| Study text |
==========

On Load Tap Changer Parameters (OLTC)

The main parameters for a successful condition assessment of a LTC are tap position, switch count, switching time, motor current, motor torque, temperature difference between the main tank and OLTC compartment.

Diagnostic

Each incipient fault in a transformer will generate detectable signs of its appearance. These signs could be chemical, electrical, optical or acoustic in nature, but most of the time a combination of these. The active detection of these signs and their combination may lead us to identify the incipient fault. The following are some examples of possible faults and the useable parameters for their early detection:

Overheating of Laminations and/or Core Joints

This phenomenon may take place if the forces due to a through fault were able to displace the upper core yoke, resulting in higher losses at the core joint, an increase in temperature that may or not be detectable by the top and bottom oil sensors but possible by a core hot spot sensor and there will be a change in the pattern of combustible gas generation indicating more likely hot metal gases. Depending on the fault severity there could be gas accumulation in the gas accumulation relay, and it would be expected not to have correlation with core ground current, partial discharge, winding hot spot temperature, line currents and parameters used to monitor the cooling system.

==========

| What you need to do |
1. In the transformer diagnostics text, what sensor could detect a temperature increase at the core joint that the top and bottom oil sensors might miss?
2. Carry the transformer fault diagnostics text forward from where it stops.

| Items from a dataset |
==========

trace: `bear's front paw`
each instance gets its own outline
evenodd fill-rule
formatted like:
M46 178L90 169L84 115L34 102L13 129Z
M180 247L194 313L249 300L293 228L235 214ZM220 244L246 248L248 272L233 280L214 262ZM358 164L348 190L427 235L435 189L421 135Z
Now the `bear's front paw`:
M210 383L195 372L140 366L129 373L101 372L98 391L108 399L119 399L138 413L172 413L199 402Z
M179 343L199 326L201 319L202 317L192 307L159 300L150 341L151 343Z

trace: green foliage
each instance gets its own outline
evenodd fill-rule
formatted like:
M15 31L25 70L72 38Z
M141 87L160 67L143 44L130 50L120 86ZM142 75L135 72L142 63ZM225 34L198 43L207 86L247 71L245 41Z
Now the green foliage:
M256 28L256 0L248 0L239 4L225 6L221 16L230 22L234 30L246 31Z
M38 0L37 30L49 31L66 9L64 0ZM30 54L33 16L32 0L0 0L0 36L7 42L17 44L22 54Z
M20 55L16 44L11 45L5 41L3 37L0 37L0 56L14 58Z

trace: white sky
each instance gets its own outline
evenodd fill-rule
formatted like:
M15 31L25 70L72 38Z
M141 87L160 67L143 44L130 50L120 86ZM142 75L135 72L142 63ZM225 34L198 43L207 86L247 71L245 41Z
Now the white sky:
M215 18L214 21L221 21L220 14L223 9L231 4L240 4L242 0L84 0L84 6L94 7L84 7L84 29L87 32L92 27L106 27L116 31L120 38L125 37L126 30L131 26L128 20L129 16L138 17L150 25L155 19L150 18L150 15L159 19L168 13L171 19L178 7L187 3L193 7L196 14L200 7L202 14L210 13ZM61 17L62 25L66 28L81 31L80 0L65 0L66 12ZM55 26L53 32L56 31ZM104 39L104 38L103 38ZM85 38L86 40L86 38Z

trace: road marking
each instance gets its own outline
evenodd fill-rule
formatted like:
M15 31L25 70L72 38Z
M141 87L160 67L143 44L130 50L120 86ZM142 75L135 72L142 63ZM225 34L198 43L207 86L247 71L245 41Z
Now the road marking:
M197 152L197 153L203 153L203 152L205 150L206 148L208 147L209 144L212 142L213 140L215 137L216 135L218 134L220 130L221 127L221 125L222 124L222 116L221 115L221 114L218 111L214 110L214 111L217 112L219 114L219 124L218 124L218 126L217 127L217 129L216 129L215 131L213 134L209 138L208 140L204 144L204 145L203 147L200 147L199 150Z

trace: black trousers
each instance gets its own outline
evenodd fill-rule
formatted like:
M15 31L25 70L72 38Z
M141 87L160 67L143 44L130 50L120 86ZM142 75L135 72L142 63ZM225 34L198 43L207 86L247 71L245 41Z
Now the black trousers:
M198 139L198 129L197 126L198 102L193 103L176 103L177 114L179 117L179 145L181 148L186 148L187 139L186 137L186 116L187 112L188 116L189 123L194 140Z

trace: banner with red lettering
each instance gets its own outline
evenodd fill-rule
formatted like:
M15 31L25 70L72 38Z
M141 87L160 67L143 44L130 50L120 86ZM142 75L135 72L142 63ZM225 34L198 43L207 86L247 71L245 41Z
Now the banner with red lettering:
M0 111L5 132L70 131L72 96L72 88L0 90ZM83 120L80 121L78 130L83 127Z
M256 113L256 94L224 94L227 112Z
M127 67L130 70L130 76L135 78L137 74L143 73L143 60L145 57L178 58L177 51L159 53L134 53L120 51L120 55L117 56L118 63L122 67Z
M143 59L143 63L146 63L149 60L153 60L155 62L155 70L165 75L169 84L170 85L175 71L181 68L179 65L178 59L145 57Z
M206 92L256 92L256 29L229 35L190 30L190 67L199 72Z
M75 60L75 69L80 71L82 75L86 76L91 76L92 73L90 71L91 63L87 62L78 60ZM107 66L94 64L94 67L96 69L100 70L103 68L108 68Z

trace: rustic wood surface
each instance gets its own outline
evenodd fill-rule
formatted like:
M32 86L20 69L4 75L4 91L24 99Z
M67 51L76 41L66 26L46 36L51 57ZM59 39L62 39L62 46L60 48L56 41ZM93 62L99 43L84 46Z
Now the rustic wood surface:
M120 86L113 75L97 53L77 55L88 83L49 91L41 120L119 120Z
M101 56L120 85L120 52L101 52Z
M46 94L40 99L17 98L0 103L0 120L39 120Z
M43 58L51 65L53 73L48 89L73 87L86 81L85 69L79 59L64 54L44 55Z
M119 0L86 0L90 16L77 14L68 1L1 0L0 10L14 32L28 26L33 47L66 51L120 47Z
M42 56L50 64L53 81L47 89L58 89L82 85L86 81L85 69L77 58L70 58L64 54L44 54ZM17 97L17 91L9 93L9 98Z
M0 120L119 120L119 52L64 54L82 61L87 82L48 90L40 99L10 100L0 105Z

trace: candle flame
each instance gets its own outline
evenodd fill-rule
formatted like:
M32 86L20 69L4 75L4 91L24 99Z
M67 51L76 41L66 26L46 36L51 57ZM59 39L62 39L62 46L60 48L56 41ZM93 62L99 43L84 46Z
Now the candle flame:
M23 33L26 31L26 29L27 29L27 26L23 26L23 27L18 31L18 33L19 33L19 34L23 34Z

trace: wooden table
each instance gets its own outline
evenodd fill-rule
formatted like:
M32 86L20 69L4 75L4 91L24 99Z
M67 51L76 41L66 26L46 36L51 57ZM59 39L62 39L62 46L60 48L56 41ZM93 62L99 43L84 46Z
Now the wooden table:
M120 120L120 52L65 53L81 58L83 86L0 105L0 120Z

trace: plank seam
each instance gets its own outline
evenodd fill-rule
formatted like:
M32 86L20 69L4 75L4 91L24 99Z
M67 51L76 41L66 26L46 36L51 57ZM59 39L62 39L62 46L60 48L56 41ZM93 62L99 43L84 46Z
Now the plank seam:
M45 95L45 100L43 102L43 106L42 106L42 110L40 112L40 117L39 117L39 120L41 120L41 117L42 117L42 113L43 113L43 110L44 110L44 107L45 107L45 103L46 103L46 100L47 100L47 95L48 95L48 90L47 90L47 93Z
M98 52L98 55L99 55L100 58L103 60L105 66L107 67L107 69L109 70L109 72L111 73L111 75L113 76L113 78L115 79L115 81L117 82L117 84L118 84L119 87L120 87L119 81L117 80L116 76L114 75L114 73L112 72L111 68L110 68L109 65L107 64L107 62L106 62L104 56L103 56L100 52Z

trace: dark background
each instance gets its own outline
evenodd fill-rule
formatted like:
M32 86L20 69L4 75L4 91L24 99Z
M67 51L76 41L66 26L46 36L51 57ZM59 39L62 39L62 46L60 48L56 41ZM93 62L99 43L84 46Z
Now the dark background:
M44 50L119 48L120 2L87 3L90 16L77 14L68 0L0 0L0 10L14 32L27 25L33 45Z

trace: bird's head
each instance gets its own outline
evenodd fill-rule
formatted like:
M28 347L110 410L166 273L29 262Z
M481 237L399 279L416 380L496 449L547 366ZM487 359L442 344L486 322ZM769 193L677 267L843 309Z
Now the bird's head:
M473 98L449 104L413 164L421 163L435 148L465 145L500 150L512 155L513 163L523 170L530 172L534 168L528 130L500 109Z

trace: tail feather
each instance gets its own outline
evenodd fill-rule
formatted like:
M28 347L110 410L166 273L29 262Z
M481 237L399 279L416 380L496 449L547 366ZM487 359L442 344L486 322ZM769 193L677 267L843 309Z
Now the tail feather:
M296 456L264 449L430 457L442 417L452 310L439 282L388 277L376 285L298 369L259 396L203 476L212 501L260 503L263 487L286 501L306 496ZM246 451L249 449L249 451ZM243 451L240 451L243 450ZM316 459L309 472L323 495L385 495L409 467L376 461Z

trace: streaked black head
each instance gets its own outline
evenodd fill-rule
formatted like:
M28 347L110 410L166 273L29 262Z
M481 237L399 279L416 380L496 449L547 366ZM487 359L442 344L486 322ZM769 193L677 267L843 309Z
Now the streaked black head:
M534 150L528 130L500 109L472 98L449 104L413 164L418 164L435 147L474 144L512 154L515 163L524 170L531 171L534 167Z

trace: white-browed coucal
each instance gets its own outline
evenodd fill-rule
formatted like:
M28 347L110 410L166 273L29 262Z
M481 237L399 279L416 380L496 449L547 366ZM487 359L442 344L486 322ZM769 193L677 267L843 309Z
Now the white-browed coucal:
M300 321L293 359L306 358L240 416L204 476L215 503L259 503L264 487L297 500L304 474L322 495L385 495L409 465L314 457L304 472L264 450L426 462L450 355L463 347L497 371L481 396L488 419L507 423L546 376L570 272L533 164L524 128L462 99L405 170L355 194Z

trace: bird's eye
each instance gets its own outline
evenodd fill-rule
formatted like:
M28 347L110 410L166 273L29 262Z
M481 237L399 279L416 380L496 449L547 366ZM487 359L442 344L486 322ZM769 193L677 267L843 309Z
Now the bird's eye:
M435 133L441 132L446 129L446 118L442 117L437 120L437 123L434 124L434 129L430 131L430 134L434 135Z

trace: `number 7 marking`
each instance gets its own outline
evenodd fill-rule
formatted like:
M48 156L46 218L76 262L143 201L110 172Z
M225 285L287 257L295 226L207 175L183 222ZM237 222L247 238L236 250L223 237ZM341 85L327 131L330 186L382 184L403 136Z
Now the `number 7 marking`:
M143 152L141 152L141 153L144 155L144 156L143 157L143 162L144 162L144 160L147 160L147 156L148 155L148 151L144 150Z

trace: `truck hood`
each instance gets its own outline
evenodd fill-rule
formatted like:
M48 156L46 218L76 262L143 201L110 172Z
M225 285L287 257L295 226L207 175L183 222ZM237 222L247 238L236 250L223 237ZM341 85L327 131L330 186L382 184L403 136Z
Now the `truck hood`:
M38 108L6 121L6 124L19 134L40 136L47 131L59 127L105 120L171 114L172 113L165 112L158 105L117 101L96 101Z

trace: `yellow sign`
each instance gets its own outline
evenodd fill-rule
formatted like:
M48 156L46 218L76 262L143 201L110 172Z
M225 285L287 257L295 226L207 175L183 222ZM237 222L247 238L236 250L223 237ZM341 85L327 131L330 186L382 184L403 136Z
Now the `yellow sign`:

==========

| Responses per task |
1. A core hot spot sensor.

2.
Unintentional Core Ground

This phenomenon may occur if the magnetic circuit gets grounded in a place other than the intended core ground connection. This will lead to a circulating current through the transformer tank. This circulating current will be detectable, and depending of the fault severity, there could be a small change in the top and bottom oil temperatures. The combustible gas generation will indicate more likely hot metal gases with presence of cellulose overheating due to the nature of the magnetic circuit insulation system. Depending on the fault severity there could be gas accumulation in the gas accumulation relay, and it would be expected not to have correlation with excitation current, partial discharge, winding hot spot temperature, line currents and parameters used to monitor the cooling system.

Partial Discharge in Winding Insulation

This phenomenon may occur if the dielectric withstand capability of the winding insulation system has been exceeded due to possible insulation ageing combined with a through fault or due to moisture contamination. Partial discharges will be detected in real time and their pattern may indicate an insulation defect. The combustible gas generation will indicate partial discharge with presence of cellulose overheating, there may or may not be gas accumulation in the gas accumulation relay. There could be correlation with moisture in the insulation and there should not be correlation with any of the other parameters measured. As mentioned before, once partial discharges have been detected and identified it is very important to determine the source location to decide if the problem can be fixed on site or if the transformer has to be replaced.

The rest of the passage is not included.